Friday, 26 August 2016

Stronger HSC Standards? A Question rather than a Statement


The New South Wales Minister for Education has recently released a statement about creating ‘Stronger HSC Standards’. This statement has the subheading ‘Current State, Future State’. The immediate positive is the development of a Science extension course, and there are proposed changes to English, Mathematics, Science and History syllabuses, with record numbers of teachers participating in the review of these changes.

In a short video, Adrian Piccoli explains what the HSC reforms will mean to students. There are various benefits, like fewer assessment tasks and a revision of some aspects of the curriculum, he says. Of the ‘stronger HSC standards’, the screen tells us that ‘most students will meet the minimal standards in Year 9 NAPLAN tests’. Students who may not meet the standard in Year 9 are reassured: ‘don’t worry … you’ll have lots of opportunities to complete the tests online’. These tests will take about half an hour to complete in each area. You can read about the reforms and see the minster's message at the following link: http://www.boardofstudies.nsw.edu.au/policy-research/stronger-hsc-standards/

Now, let’s test some of these claims by considering the numbers, and the impact on students who don’t meet the new minimal standard in Year 9. Will it be quite as ‘no worries’ as the minister suggests? In ‘Stronger HSC Standards – Frequently Asked Questions’, the Board of Studies forecasts that ‘at least 50% of HSC students will pre-qualify for the minimal standard in Year 9, by achieving Band 8 in their NAPLAN reading, writing and numeracy tests’. However, the majority of students in NSW were below Band 8 in writing for the last four years, even leaving aside reading and numeracy. According to the NAPLAN National Report in 2015, 67% of NSW students were below Band 8 in Writing, and 48% were below Band 8 in both Reading and Numeracy. The 2016 report has not yet been released but the projections for writing are no better. If Band 8 is required in each of reading, writing and numeracy, it follows that the majority Year 9 students will be moving into Years 10-12 with a cloud over their head as to whether they will reach the minimal standards to quality for the HSC.

Instruction 1 →
From the post on stronger HSC standards, write out the passage that begins at the words "Stronger HSC Standards?" and stops after the words "of these changes.".
Instruction 2 →
According to the post on stronger HSC standards, which subjects have proposed syllabus changes? List every one.

Data section →
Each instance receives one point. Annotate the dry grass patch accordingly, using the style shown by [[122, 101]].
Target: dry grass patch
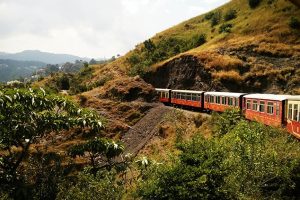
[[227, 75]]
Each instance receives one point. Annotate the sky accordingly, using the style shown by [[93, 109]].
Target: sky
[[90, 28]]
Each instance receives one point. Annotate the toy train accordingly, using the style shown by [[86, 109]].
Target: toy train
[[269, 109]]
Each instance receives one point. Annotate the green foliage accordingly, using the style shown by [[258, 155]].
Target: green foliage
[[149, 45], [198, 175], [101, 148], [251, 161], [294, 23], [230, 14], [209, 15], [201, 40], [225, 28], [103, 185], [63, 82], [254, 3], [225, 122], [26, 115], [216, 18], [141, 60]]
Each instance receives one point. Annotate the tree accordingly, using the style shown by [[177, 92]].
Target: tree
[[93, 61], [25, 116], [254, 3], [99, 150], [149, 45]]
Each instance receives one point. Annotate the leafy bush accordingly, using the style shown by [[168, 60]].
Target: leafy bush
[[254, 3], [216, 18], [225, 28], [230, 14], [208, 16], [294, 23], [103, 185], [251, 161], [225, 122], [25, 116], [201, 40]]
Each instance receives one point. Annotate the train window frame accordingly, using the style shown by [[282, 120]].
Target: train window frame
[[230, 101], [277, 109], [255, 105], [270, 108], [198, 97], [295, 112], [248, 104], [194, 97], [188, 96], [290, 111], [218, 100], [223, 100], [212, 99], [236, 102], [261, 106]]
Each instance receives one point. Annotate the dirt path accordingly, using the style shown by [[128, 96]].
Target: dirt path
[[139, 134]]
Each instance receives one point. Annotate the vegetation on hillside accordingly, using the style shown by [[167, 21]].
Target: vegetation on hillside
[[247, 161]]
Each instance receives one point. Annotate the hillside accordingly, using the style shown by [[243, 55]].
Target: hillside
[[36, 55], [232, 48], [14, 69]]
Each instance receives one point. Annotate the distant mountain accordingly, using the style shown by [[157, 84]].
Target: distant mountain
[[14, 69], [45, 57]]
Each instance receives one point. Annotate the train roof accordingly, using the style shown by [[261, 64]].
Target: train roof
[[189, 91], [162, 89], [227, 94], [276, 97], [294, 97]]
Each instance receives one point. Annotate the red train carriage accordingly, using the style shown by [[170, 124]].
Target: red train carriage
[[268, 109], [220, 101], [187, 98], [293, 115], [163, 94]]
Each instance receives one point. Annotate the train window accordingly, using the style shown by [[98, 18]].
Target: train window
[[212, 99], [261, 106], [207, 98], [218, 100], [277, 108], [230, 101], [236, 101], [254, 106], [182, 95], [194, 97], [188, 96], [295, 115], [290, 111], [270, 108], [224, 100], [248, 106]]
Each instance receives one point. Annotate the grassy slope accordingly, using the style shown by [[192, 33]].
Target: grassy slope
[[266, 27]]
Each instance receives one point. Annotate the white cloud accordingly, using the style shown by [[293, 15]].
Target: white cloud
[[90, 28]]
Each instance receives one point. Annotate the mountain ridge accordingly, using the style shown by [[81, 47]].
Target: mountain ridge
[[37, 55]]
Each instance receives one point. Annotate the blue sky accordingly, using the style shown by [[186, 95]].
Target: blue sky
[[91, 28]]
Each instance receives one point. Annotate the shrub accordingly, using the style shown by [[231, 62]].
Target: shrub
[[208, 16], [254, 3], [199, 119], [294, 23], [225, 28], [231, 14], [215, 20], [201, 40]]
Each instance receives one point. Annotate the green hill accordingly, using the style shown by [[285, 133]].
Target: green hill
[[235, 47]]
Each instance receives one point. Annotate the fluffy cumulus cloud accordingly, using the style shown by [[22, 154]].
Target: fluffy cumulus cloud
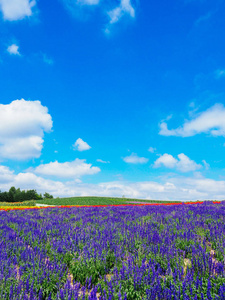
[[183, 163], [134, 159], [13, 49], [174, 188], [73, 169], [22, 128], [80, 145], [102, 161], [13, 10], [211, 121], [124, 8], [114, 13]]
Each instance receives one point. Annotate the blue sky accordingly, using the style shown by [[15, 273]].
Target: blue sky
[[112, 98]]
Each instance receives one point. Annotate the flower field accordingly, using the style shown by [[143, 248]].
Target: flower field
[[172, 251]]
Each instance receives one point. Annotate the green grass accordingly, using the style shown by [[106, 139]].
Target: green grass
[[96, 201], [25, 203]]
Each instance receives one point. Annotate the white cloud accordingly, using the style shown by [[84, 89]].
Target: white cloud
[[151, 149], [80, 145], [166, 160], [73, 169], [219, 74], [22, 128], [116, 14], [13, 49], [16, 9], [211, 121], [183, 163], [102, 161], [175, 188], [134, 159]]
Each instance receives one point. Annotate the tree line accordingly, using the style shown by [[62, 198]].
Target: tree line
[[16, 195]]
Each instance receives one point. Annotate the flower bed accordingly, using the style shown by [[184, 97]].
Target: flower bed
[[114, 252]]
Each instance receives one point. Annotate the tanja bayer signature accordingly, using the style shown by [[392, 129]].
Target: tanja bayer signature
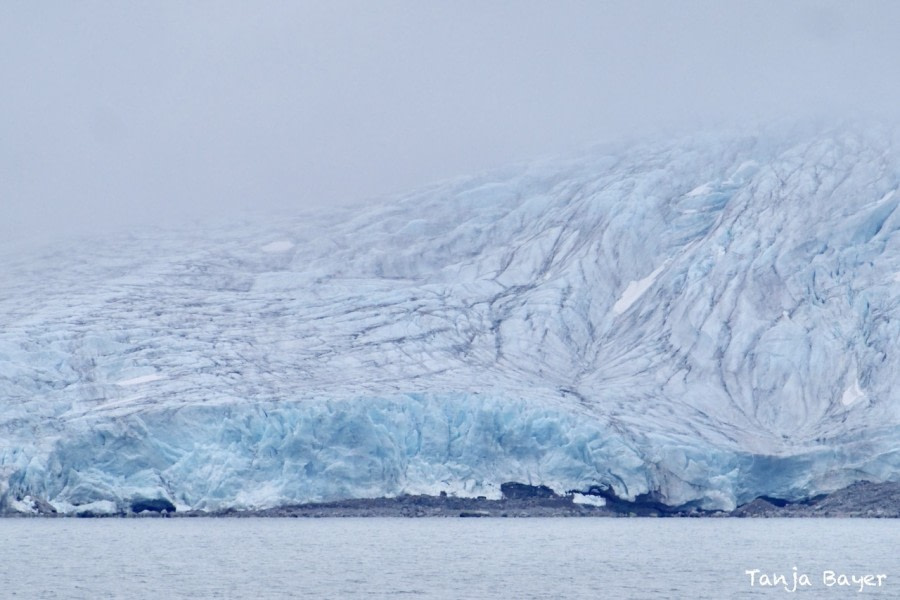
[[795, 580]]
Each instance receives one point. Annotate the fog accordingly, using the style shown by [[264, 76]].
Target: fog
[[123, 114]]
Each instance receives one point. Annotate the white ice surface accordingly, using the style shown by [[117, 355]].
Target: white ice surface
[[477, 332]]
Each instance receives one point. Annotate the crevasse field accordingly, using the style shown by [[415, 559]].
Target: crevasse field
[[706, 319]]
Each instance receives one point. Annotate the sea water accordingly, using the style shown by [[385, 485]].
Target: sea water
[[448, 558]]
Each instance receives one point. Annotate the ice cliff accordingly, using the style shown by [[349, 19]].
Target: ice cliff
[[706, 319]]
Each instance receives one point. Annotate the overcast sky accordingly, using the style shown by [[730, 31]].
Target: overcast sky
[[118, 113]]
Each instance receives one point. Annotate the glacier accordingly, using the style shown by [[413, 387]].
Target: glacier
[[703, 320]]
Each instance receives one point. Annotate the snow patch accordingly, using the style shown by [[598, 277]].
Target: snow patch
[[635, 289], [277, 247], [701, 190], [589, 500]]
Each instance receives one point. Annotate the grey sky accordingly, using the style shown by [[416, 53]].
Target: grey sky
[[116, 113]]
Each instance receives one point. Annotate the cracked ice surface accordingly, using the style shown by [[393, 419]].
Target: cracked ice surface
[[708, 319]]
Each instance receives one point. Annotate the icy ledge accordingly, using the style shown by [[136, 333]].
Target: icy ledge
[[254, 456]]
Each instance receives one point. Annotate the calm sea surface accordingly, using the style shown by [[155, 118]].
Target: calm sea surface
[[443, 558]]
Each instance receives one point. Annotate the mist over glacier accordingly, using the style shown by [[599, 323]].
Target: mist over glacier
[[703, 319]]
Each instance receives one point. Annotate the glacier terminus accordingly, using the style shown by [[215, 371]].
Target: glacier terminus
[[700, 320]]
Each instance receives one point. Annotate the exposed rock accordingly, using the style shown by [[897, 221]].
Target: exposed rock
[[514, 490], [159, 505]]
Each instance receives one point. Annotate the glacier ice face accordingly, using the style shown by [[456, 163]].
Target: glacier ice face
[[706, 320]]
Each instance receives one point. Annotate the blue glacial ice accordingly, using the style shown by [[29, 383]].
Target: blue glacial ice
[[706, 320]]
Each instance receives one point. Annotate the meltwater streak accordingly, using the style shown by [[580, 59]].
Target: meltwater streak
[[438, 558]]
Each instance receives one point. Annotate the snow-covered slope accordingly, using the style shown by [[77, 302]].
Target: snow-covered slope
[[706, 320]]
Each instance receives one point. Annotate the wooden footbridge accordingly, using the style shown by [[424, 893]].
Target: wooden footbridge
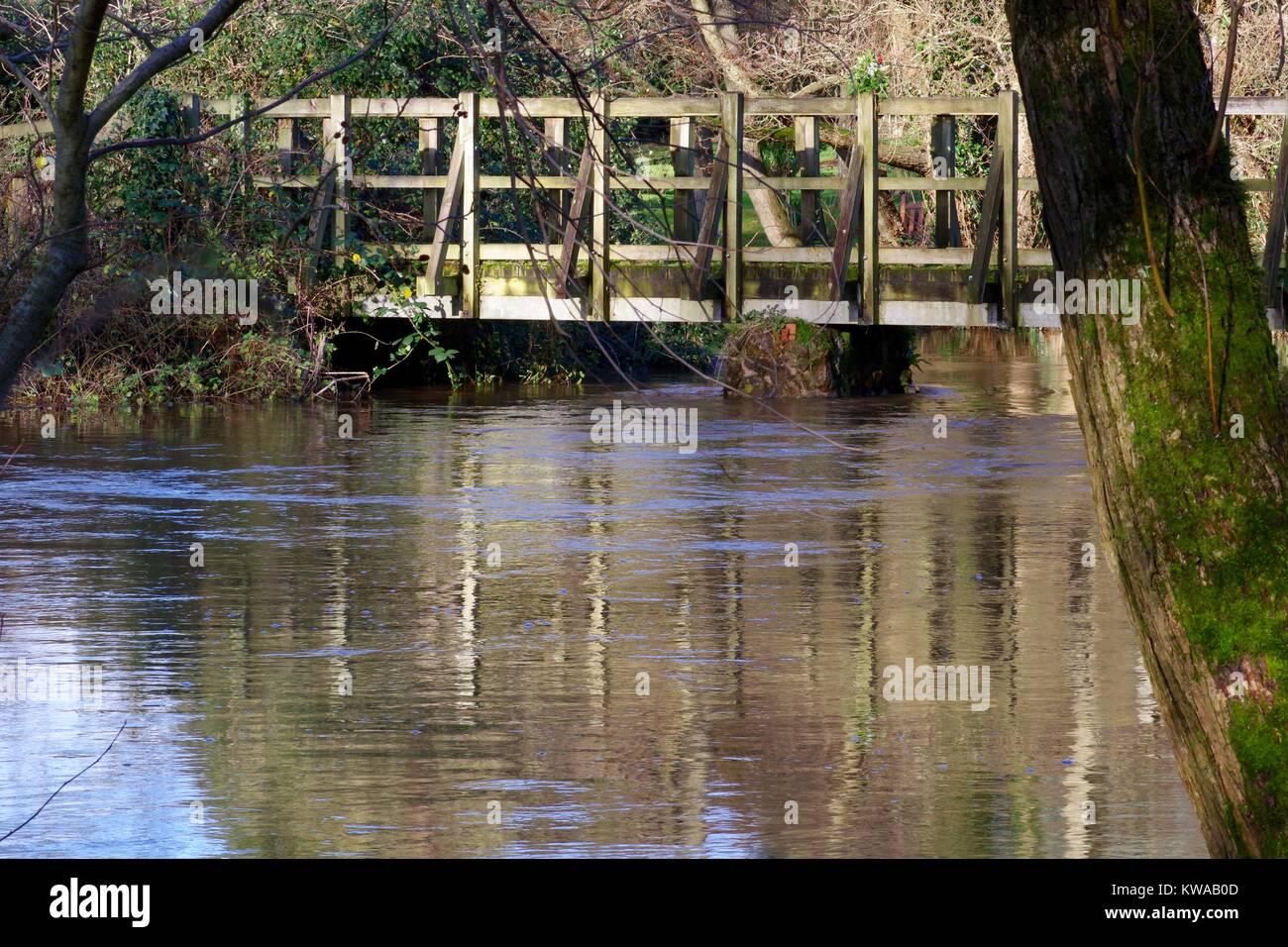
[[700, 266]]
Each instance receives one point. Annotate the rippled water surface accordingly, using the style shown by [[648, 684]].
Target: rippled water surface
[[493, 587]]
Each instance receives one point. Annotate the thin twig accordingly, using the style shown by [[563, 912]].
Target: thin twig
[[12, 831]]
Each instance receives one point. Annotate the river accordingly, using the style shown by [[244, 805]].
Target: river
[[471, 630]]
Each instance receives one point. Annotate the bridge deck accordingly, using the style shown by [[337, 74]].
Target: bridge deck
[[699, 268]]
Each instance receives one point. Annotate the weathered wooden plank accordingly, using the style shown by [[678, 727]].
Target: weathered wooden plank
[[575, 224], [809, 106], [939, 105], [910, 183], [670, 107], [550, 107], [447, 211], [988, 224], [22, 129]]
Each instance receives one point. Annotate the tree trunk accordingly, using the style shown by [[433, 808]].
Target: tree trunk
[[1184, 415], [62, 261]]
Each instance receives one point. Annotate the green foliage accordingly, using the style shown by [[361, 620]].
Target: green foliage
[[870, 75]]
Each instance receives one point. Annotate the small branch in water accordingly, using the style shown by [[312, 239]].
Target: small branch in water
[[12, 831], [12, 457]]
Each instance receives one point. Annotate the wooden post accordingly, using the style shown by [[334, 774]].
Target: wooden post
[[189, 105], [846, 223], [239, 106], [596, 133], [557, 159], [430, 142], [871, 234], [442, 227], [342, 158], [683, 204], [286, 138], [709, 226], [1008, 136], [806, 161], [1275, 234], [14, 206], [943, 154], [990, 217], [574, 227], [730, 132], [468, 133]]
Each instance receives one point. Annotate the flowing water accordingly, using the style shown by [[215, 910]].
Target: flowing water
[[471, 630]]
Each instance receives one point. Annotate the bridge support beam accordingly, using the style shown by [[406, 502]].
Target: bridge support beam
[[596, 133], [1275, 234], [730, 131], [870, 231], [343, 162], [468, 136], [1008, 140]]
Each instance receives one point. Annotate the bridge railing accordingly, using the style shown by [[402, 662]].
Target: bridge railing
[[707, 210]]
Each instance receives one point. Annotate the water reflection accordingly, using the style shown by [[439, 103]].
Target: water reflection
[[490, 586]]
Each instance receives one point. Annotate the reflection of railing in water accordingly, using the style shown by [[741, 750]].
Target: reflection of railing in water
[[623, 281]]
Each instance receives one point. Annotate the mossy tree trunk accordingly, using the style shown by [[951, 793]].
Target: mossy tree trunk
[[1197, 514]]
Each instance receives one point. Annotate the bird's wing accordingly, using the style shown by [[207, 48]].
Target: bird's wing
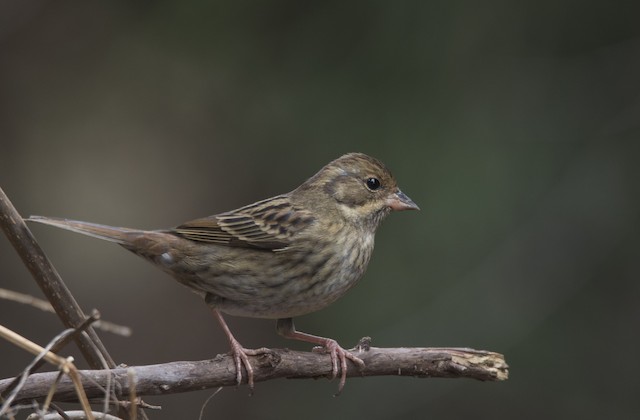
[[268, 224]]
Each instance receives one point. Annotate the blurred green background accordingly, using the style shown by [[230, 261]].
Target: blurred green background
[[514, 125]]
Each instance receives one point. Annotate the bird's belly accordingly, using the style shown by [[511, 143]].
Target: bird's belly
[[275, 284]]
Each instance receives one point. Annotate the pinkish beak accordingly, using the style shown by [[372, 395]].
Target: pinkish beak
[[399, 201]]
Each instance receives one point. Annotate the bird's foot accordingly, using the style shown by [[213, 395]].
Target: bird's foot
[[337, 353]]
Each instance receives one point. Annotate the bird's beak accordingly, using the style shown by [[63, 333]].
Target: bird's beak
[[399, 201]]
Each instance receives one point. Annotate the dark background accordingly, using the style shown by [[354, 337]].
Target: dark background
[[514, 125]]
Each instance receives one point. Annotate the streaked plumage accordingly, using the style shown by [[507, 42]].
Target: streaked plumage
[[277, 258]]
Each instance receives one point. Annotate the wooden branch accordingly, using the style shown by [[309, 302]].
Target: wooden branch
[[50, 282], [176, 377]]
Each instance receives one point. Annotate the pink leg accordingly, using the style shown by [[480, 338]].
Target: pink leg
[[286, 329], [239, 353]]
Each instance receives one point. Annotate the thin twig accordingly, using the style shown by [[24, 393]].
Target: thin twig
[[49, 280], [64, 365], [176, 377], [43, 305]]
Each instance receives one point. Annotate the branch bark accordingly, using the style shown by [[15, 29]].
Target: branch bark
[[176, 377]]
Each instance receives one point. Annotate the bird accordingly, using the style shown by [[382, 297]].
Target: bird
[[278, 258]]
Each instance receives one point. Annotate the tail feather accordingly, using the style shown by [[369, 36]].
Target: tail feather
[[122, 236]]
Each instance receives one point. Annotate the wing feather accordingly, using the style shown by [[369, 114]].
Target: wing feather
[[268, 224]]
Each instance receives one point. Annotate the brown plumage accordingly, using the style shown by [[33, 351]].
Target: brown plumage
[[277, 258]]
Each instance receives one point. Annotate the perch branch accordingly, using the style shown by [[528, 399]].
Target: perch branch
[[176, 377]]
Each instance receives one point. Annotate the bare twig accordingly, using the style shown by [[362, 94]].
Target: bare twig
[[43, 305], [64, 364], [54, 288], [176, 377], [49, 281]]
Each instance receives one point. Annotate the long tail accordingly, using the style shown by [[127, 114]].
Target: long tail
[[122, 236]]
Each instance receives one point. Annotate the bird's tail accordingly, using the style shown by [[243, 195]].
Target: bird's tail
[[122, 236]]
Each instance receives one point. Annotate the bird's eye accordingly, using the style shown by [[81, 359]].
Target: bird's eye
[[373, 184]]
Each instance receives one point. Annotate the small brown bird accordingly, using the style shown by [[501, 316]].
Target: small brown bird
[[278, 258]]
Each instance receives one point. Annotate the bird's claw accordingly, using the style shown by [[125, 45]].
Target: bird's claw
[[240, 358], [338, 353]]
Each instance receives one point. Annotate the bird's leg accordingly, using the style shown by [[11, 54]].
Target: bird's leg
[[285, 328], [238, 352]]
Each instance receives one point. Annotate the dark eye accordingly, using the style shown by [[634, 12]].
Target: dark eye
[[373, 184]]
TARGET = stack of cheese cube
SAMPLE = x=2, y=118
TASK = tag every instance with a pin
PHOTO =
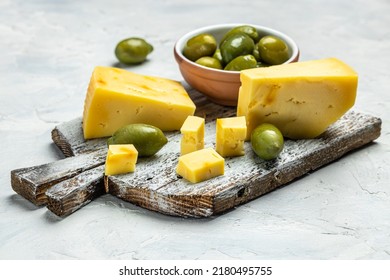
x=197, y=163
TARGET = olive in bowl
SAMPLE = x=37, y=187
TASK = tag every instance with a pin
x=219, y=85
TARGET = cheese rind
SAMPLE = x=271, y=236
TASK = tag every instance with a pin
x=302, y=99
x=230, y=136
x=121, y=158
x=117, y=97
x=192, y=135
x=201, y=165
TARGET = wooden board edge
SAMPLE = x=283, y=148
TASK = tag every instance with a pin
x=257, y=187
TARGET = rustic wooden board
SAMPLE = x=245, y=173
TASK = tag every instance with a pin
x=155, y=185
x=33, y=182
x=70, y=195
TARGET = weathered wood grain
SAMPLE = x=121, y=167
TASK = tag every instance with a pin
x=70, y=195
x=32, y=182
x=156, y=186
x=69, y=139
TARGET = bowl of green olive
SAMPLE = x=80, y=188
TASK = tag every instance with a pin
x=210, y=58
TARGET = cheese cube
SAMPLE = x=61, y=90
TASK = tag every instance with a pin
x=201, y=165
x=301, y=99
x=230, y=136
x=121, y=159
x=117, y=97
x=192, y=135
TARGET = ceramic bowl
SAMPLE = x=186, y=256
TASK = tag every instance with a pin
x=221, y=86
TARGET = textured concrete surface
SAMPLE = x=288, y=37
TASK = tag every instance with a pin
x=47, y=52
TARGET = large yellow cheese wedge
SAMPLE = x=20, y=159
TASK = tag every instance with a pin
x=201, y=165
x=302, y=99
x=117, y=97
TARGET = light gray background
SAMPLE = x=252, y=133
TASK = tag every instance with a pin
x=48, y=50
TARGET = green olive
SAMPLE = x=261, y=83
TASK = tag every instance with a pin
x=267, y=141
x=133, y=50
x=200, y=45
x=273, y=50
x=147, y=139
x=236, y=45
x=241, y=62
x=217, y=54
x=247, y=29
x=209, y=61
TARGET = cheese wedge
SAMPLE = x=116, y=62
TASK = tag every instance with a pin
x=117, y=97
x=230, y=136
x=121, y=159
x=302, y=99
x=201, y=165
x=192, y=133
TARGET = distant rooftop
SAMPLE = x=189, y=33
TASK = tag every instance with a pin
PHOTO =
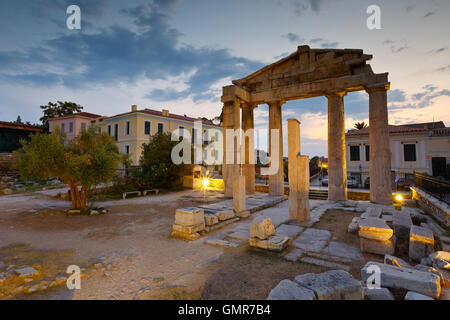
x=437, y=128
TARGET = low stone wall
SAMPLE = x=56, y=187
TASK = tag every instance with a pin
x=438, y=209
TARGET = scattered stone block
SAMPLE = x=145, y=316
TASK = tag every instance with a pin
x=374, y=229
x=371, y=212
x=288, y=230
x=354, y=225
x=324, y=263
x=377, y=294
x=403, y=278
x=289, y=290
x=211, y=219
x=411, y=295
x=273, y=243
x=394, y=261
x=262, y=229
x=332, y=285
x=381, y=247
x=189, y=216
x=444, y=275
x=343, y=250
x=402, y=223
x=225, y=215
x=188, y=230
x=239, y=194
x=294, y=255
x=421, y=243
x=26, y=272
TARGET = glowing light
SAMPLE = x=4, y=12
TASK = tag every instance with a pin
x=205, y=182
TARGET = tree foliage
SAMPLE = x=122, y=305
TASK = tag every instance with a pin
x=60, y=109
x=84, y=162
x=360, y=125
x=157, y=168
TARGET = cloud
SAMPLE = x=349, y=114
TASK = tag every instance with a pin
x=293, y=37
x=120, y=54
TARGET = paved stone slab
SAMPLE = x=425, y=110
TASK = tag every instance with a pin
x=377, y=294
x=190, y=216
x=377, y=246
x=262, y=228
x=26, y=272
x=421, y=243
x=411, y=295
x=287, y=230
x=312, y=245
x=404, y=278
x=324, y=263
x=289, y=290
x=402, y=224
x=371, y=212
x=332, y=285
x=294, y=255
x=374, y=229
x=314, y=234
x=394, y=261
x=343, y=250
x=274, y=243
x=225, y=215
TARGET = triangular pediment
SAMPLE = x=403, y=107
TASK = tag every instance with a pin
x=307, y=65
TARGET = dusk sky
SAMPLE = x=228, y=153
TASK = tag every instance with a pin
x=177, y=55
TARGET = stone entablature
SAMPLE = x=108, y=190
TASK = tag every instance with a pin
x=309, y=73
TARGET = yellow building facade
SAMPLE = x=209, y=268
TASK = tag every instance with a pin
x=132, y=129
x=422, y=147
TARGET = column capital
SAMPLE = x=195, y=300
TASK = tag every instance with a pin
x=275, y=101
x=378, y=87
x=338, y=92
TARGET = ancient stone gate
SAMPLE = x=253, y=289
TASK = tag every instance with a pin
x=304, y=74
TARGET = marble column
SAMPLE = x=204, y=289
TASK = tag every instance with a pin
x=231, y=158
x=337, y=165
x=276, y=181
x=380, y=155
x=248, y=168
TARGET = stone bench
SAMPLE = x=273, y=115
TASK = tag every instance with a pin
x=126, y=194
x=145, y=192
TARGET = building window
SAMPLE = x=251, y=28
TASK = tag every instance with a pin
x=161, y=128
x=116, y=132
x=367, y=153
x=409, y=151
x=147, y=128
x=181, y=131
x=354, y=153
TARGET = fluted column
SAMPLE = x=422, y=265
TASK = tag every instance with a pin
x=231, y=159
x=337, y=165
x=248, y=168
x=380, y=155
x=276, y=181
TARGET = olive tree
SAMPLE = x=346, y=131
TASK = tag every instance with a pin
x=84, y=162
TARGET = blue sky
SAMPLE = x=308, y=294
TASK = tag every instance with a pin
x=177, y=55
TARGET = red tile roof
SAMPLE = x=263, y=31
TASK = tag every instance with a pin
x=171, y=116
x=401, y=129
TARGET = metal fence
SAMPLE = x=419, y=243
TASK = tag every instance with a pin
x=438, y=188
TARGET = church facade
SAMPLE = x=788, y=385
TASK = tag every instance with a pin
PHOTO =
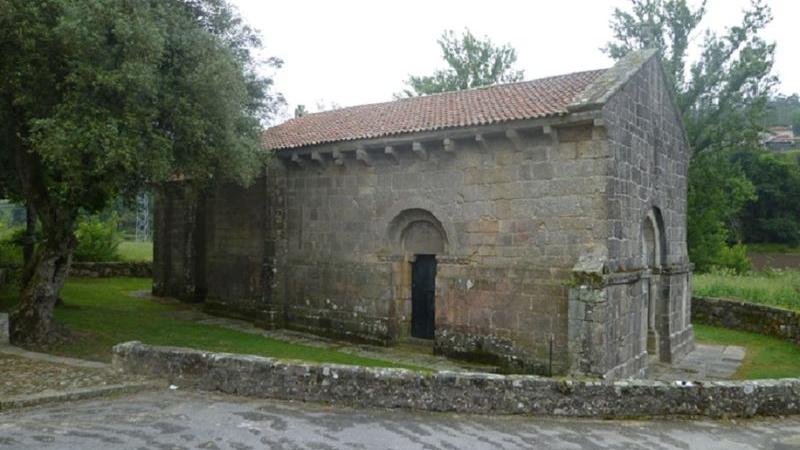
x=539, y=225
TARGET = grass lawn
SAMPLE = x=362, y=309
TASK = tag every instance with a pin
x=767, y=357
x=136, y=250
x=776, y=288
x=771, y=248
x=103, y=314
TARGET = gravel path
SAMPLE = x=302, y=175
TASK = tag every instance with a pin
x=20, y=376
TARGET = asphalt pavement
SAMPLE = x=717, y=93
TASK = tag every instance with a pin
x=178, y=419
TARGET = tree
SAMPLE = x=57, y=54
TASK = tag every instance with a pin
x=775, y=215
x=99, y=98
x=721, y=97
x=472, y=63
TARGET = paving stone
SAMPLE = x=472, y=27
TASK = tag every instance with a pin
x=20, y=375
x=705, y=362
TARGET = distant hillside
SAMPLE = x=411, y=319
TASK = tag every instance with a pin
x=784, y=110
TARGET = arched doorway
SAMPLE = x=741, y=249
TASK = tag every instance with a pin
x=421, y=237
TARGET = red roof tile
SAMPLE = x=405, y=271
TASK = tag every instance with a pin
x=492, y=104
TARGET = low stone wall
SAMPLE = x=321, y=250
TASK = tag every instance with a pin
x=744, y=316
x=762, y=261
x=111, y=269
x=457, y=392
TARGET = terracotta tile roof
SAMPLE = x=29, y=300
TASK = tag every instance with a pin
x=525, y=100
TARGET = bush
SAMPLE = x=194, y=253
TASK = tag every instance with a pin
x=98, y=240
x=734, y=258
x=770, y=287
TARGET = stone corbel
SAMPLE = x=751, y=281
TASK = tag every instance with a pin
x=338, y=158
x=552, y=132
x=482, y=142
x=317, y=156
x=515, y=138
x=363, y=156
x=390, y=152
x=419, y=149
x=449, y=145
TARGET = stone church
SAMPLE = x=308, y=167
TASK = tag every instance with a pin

Full response 1 →
Stronger HSC Standards? A Question rather than a Statement


The New South Wales Minister for Education has recently released a statement about creating ‘Stronger HSC Standards’. This statement has the subheading ‘Current State, Future State’. The immediate positive is the development of a Science extension course, and there are proposed changes to English, Mathematics, Science and History syllabuses, with record numbers of teachers participating in the review of these changes.

Full response 2 →
English, Mathematics, Science, History